■ Task requirements:
**1)** Answer these from the text on the Resilience Survey:
(a) Into how many aspects does the survey break down the concept of Resilience?
(b) What word do the three shared aspects spell out?
(c) Under which three headings does the framework explore resilience?
**2)** Transcribe the passage of the text on the Resilience Survey between "This was the" and "to and heard.", inclusive.

So how do you start a conversation about well-being and resilience when there is so little time?


This was the challenge that Values-based Education (VbE) addressed with The Resilience Survey.
We wanted to create a tool that was quick, effective and started that conversation with some summary judgements about the collective well-being of a school.
Rather than saying, ‘Are you resilient?’ (the answers being limited to, ‘yes’ or ‘no’) we have broken down the concept of Resilience into twelve finer aspects.
This allows for a much deeper discussion and acts as a more accurate and precise way to create a debate, to identify possible pinch points and to allow the staff to feel listened to and heard.
It is crucial that the survey is not an arbitrary exercise that is vacuous in its impact. We wanted the VbE Resilience Survey to really allow for the staff voice to be heard around this most important of topics and themes.

 

Let me share just three of the twelve aspects here with you.ACE Card

They spell out the word ACE as an ace in a pack of cards is sometimes the trump card, the most powerful card, and this tool is powerful.


After reading their report, a headteacher of one of our Resilience Survey schools simply said,

‘Wow, that’s my school. You’ve captured my school!’

 

We had been able to offer them a framework to explore the topic of resilience under the headings of Adaptability, Connection and Empowered (as well as the nine other aspects).

■ Information provided:
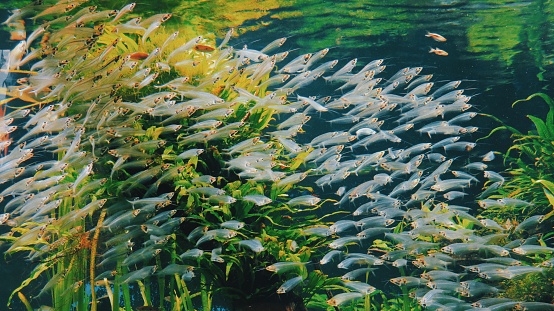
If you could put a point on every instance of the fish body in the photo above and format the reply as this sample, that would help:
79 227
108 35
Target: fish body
435 36
438 51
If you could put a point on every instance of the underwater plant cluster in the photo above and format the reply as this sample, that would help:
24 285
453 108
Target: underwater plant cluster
167 167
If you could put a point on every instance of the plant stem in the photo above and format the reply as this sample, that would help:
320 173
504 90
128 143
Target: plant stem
93 246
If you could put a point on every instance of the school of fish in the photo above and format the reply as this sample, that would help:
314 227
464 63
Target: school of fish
396 153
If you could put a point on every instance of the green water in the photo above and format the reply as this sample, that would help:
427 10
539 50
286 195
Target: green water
500 50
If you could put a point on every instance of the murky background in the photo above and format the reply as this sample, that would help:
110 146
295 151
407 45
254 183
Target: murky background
502 50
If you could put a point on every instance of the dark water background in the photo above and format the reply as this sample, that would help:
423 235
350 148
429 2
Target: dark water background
502 50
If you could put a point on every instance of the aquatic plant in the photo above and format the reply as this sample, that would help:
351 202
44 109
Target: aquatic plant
529 164
170 169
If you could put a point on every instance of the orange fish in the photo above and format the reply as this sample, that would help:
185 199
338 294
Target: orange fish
204 48
435 36
139 55
438 52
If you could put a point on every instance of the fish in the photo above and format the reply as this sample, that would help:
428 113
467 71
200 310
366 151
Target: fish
435 36
438 51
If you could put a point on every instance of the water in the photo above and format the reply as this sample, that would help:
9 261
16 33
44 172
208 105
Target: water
500 50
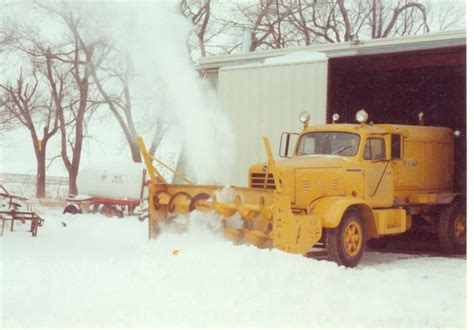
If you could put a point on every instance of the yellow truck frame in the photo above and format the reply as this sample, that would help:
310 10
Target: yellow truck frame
344 185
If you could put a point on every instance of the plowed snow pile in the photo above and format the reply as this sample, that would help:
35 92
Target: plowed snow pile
103 272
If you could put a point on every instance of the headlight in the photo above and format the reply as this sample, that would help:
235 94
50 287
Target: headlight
304 117
362 116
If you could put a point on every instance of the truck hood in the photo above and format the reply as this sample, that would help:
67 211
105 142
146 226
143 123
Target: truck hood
315 161
309 161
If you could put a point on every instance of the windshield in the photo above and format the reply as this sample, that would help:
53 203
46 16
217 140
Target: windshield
328 143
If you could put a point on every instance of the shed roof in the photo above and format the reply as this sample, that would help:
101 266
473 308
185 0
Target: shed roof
333 50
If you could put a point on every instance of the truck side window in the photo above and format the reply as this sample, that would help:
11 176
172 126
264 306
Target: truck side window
374 149
396 146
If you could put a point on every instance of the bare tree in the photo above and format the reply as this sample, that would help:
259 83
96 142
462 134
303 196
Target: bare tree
120 105
23 103
69 66
199 13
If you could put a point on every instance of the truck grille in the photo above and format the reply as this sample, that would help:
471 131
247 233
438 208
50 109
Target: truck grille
257 180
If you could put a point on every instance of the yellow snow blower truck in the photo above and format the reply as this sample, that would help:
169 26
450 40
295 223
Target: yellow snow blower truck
343 185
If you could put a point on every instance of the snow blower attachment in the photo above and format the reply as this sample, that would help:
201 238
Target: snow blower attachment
268 220
342 186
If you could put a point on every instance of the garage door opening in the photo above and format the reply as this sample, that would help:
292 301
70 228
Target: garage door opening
396 87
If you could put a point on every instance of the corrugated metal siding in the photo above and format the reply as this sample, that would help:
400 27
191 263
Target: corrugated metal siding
265 101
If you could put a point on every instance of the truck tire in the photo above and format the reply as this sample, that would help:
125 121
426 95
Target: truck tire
345 244
452 227
72 209
377 243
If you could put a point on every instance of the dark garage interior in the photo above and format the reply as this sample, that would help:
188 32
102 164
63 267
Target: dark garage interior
395 87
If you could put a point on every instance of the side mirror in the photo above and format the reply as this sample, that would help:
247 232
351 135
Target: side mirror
287 143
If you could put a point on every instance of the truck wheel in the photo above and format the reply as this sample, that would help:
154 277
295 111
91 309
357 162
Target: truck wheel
72 209
452 227
377 243
345 244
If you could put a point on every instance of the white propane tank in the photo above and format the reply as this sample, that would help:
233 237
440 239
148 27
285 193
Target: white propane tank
116 180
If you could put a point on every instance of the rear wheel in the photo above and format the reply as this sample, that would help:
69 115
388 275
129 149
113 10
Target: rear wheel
345 244
377 243
72 209
452 227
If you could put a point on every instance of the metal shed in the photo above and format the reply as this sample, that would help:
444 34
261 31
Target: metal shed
393 79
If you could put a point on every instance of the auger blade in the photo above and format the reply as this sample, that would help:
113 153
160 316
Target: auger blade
180 202
202 202
256 237
248 211
225 209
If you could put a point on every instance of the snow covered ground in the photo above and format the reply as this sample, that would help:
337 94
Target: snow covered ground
97 271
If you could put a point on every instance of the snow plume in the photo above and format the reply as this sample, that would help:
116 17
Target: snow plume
154 35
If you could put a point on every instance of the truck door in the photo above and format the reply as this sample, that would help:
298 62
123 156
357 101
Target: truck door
377 169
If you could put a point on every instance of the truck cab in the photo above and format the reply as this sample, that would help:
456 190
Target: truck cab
386 174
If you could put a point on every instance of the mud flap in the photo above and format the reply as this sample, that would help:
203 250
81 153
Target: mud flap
291 232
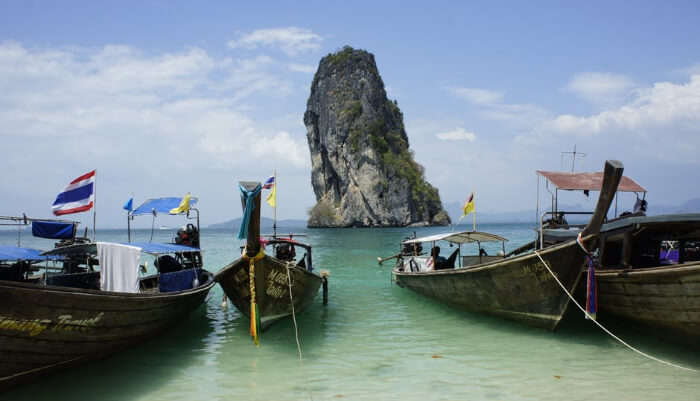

■ Per-task answers:
**1)**
(a) Twelve.
(b) ACE.
(c) Adaptability, Connection and Empowered.

**2)**
This was the challenge that Values-based Education (VbE) addressed with The Resilience Survey.
We wanted to create a tool that was quick, effective and started that conversation with some summary judgements about the collective well-being of a school.
Rather than saying, ‘Are you resilient?’ (the answers being limited to, ‘yes’ or ‘no’) we have broken down the concept of Resilience into twelve finer aspects.
This allows for a much deeper discussion and acts as a more accurate and precise way to create a debate, to identify possible pinch points and to allow the staff to feel listened to and heard.